• GIVEN REQUEST
Leaving out the pictures, transcribe all of the records faithfully.

[Begin DATASET EXCERPTS]

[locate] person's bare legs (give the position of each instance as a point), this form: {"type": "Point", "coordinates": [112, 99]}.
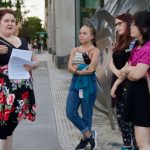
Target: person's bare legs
{"type": "Point", "coordinates": [9, 142]}
{"type": "Point", "coordinates": [3, 144]}
{"type": "Point", "coordinates": [142, 135]}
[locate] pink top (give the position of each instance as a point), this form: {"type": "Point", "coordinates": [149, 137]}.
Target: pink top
{"type": "Point", "coordinates": [140, 55]}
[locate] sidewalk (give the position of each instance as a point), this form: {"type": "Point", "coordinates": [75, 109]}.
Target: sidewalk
{"type": "Point", "coordinates": [67, 134]}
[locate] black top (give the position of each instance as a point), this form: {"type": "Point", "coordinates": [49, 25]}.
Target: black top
{"type": "Point", "coordinates": [4, 58]}
{"type": "Point", "coordinates": [119, 58]}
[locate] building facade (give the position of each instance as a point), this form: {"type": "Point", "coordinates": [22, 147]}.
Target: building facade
{"type": "Point", "coordinates": [63, 19]}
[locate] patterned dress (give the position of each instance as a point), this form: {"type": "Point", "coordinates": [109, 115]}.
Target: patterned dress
{"type": "Point", "coordinates": [17, 99]}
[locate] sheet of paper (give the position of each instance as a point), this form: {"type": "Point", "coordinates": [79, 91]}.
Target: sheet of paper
{"type": "Point", "coordinates": [16, 63]}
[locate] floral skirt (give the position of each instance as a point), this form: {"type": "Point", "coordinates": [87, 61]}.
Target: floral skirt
{"type": "Point", "coordinates": [16, 99]}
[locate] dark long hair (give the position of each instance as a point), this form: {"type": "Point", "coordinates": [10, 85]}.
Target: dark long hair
{"type": "Point", "coordinates": [6, 11]}
{"type": "Point", "coordinates": [142, 21]}
{"type": "Point", "coordinates": [93, 32]}
{"type": "Point", "coordinates": [123, 41]}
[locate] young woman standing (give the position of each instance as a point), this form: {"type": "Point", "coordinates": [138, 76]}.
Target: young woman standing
{"type": "Point", "coordinates": [121, 53]}
{"type": "Point", "coordinates": [136, 70]}
{"type": "Point", "coordinates": [83, 89]}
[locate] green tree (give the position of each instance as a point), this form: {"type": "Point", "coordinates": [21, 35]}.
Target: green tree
{"type": "Point", "coordinates": [30, 27]}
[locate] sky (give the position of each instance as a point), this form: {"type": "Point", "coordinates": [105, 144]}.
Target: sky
{"type": "Point", "coordinates": [36, 8]}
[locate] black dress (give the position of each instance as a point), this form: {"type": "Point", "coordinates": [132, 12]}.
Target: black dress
{"type": "Point", "coordinates": [119, 58]}
{"type": "Point", "coordinates": [138, 96]}
{"type": "Point", "coordinates": [17, 99]}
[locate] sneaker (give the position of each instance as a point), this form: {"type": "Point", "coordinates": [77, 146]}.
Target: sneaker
{"type": "Point", "coordinates": [91, 140]}
{"type": "Point", "coordinates": [94, 134]}
{"type": "Point", "coordinates": [82, 144]}
{"type": "Point", "coordinates": [126, 148]}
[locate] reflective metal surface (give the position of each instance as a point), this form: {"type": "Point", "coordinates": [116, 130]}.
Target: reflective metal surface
{"type": "Point", "coordinates": [103, 21]}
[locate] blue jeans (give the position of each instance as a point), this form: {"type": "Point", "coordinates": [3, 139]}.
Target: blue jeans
{"type": "Point", "coordinates": [84, 122]}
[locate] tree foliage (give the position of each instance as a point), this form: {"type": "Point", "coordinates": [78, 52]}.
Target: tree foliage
{"type": "Point", "coordinates": [30, 27]}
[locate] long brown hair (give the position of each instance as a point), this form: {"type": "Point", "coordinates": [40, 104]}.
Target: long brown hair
{"type": "Point", "coordinates": [124, 40]}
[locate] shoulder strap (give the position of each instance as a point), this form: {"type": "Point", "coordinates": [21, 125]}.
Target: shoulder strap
{"type": "Point", "coordinates": [5, 43]}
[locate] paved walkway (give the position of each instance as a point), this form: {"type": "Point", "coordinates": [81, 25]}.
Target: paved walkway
{"type": "Point", "coordinates": [53, 97]}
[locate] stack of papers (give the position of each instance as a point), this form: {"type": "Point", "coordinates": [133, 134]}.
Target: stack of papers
{"type": "Point", "coordinates": [16, 63]}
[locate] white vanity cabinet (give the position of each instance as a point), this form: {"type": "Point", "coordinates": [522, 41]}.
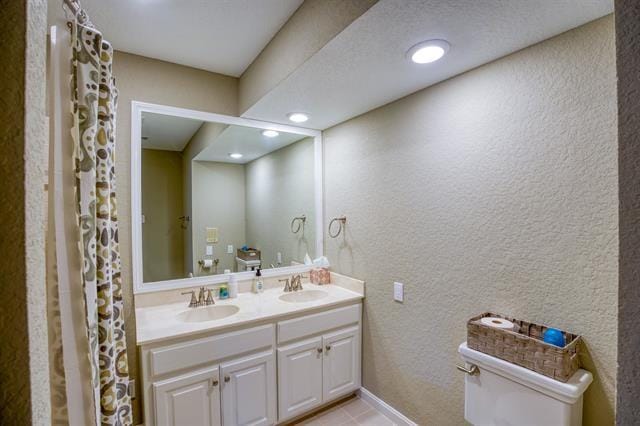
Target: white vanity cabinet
{"type": "Point", "coordinates": [227, 379]}
{"type": "Point", "coordinates": [248, 391]}
{"type": "Point", "coordinates": [190, 399]}
{"type": "Point", "coordinates": [258, 375]}
{"type": "Point", "coordinates": [318, 359]}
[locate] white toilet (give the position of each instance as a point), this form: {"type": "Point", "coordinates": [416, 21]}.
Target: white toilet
{"type": "Point", "coordinates": [505, 394]}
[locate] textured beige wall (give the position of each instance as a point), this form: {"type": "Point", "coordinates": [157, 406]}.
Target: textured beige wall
{"type": "Point", "coordinates": [162, 233]}
{"type": "Point", "coordinates": [312, 26]}
{"type": "Point", "coordinates": [205, 135]}
{"type": "Point", "coordinates": [218, 202]}
{"type": "Point", "coordinates": [280, 187]}
{"type": "Point", "coordinates": [150, 80]}
{"type": "Point", "coordinates": [24, 365]}
{"type": "Point", "coordinates": [494, 190]}
{"type": "Point", "coordinates": [628, 63]}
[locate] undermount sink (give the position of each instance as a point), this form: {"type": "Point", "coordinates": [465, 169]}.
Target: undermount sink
{"type": "Point", "coordinates": [304, 296]}
{"type": "Point", "coordinates": [209, 313]}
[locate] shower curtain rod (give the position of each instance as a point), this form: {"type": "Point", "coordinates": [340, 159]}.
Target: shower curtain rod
{"type": "Point", "coordinates": [78, 12]}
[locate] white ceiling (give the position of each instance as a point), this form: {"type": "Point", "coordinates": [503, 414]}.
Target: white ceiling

[End DATASET EXCERPTS]

• ANSWER
[locate] person's bare legs (give the position of each instance as a point), this form: {"type": "Point", "coordinates": [112, 99]}.
Target: person's bare legs
{"type": "Point", "coordinates": [9, 142]}
{"type": "Point", "coordinates": [3, 144]}
{"type": "Point", "coordinates": [142, 135]}
[locate] pink top (give the position of each instance as a point), this form: {"type": "Point", "coordinates": [149, 137]}.
Target: pink top
{"type": "Point", "coordinates": [140, 55]}
[locate] sidewalk (give the position of each instance as a point), this form: {"type": "Point", "coordinates": [75, 109]}.
Target: sidewalk
{"type": "Point", "coordinates": [67, 134]}
[locate] black top (give the position of each instance as a point), this form: {"type": "Point", "coordinates": [49, 25]}.
Target: black top
{"type": "Point", "coordinates": [4, 58]}
{"type": "Point", "coordinates": [119, 58]}
[locate] building facade (give the position of each instance as a point), this form: {"type": "Point", "coordinates": [22, 147]}.
Target: building facade
{"type": "Point", "coordinates": [63, 19]}
[locate] patterned dress (give the position of each instance as a point), this form: {"type": "Point", "coordinates": [109, 115]}.
Target: patterned dress
{"type": "Point", "coordinates": [17, 99]}
[locate] sheet of paper (give the position of each instance as a point), this form: {"type": "Point", "coordinates": [79, 91]}.
Target: sheet of paper
{"type": "Point", "coordinates": [16, 63]}
[locate] floral skirt (give the position of each instance as a point), this form: {"type": "Point", "coordinates": [87, 61]}.
Target: floral skirt
{"type": "Point", "coordinates": [16, 99]}
[locate] dark long hair (give the position of each instance as a point), this form: {"type": "Point", "coordinates": [10, 85]}.
Target: dark long hair
{"type": "Point", "coordinates": [6, 11]}
{"type": "Point", "coordinates": [142, 21]}
{"type": "Point", "coordinates": [93, 32]}
{"type": "Point", "coordinates": [123, 41]}
[locate] young woman standing (give the position of each instance as a point), this form: {"type": "Point", "coordinates": [138, 76]}.
Target: young woman standing
{"type": "Point", "coordinates": [121, 53]}
{"type": "Point", "coordinates": [136, 70]}
{"type": "Point", "coordinates": [83, 89]}
[locate] green tree (give the position of each instance as a point), this form: {"type": "Point", "coordinates": [21, 35]}.
Target: green tree
{"type": "Point", "coordinates": [30, 27]}
[locate] sky (give the position of each instance as a point), this form: {"type": "Point", "coordinates": [105, 144]}.
Target: sky
{"type": "Point", "coordinates": [36, 8]}
[locate] black dress (give the position of each instance as a point), this form: {"type": "Point", "coordinates": [132, 12]}.
Target: black dress
{"type": "Point", "coordinates": [119, 58]}
{"type": "Point", "coordinates": [138, 96]}
{"type": "Point", "coordinates": [17, 99]}
[locate] sneaker (give the position of each instance as a point), this form: {"type": "Point", "coordinates": [77, 146]}.
Target: sneaker
{"type": "Point", "coordinates": [91, 140]}
{"type": "Point", "coordinates": [94, 134]}
{"type": "Point", "coordinates": [82, 144]}
{"type": "Point", "coordinates": [126, 148]}
[locate] reflective metal surface (give the position of each instance as a point), this form: {"type": "Point", "coordinates": [116, 130]}.
Target: reflective metal surface
{"type": "Point", "coordinates": [103, 21]}
[locate] blue jeans (give the position of each instance as a point), this form: {"type": "Point", "coordinates": [3, 139]}.
Target: blue jeans
{"type": "Point", "coordinates": [84, 122]}
[locate] tree foliage (give the position of each instance as a point), this form: {"type": "Point", "coordinates": [78, 52]}.
Target: tree foliage
{"type": "Point", "coordinates": [30, 27]}
[locate] long brown hair (give the position of each instance as a point), this form: {"type": "Point", "coordinates": [40, 104]}.
Target: long brown hair
{"type": "Point", "coordinates": [124, 40]}
[locate] shoulder strap (give the position of each instance as a point), this form: {"type": "Point", "coordinates": [21, 125]}.
Target: shoulder strap
{"type": "Point", "coordinates": [5, 43]}
[locate] paved walkway (give the position of each instance as a point), this form: {"type": "Point", "coordinates": [81, 25]}.
Target: paved walkway
{"type": "Point", "coordinates": [53, 97]}
[locate] stack of papers (give the position of each instance as a point), this form: {"type": "Point", "coordinates": [133, 134]}.
Target: stack of papers
{"type": "Point", "coordinates": [16, 63]}
[locate] white vanity cabinet (give the position of each instance as a point), this form: {"type": "Point", "coordinates": [522, 41]}.
Target: white vanity cabinet
{"type": "Point", "coordinates": [227, 379]}
{"type": "Point", "coordinates": [248, 391]}
{"type": "Point", "coordinates": [190, 399]}
{"type": "Point", "coordinates": [258, 375]}
{"type": "Point", "coordinates": [318, 359]}
[locate] white toilet (give the position of each instance as a point), this form: {"type": "Point", "coordinates": [416, 21]}.
Target: white toilet
{"type": "Point", "coordinates": [505, 394]}
[locate] textured beige wall (give the position of each instance as a point), this form: {"type": "Point", "coordinates": [157, 406]}.
Target: textured beige wall
{"type": "Point", "coordinates": [162, 233]}
{"type": "Point", "coordinates": [312, 26]}
{"type": "Point", "coordinates": [205, 135]}
{"type": "Point", "coordinates": [218, 202]}
{"type": "Point", "coordinates": [280, 187]}
{"type": "Point", "coordinates": [150, 80]}
{"type": "Point", "coordinates": [24, 365]}
{"type": "Point", "coordinates": [494, 190]}
{"type": "Point", "coordinates": [628, 63]}
[locate] undermount sink (give the position of each instance as a point), this form: {"type": "Point", "coordinates": [465, 169]}.
Target: undermount sink
{"type": "Point", "coordinates": [304, 296]}
{"type": "Point", "coordinates": [209, 313]}
[locate] shower curtain rod (give the position of each instance as a point), this form: {"type": "Point", "coordinates": [340, 159]}.
Target: shower curtain rod
{"type": "Point", "coordinates": [78, 12]}
[locate] white ceiling (give the position of each instance as a point), this form: {"type": "Point", "coordinates": [503, 414]}.
Target: white ceiling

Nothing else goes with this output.